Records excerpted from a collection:
○ ○ ○ ○
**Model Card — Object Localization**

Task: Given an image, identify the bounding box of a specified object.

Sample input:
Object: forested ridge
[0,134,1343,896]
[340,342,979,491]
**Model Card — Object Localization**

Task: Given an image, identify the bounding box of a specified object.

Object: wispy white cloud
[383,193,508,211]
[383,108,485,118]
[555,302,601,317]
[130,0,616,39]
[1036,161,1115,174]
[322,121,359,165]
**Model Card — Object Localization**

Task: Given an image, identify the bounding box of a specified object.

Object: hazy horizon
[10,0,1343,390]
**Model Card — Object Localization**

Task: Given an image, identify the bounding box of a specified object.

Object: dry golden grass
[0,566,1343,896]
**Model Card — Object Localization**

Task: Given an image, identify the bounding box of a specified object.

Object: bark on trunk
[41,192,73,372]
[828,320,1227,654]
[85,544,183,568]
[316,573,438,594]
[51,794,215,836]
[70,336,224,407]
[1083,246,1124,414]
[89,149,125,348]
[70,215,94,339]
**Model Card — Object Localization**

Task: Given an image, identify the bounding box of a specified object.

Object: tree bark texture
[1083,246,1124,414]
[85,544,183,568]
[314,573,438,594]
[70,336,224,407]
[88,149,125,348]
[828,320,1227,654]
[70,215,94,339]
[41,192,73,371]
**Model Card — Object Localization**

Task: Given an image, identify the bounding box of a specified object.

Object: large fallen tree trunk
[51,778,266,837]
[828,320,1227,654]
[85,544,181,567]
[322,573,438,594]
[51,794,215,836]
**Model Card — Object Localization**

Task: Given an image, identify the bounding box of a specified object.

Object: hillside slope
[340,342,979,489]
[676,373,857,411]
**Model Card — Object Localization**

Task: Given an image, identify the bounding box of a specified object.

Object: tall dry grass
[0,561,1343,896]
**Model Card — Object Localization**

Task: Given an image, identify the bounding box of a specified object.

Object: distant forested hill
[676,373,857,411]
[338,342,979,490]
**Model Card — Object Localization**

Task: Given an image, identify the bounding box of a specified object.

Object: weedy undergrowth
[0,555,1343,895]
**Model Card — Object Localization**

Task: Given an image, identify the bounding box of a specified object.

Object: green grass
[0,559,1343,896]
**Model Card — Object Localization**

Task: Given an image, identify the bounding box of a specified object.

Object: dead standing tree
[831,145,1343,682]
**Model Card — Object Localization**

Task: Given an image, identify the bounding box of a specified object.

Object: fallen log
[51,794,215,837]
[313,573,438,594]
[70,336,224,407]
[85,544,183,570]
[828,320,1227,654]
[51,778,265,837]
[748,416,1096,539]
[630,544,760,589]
○ ○ ○ ○
• PROBLEM: Please find every line of the listing above that contains the string "forested" and copy each such line. Treat uppercase and lowercase letters as different.

• RESPONSE TO THE TASK:
Object: forested ridge
Object: distant forested hill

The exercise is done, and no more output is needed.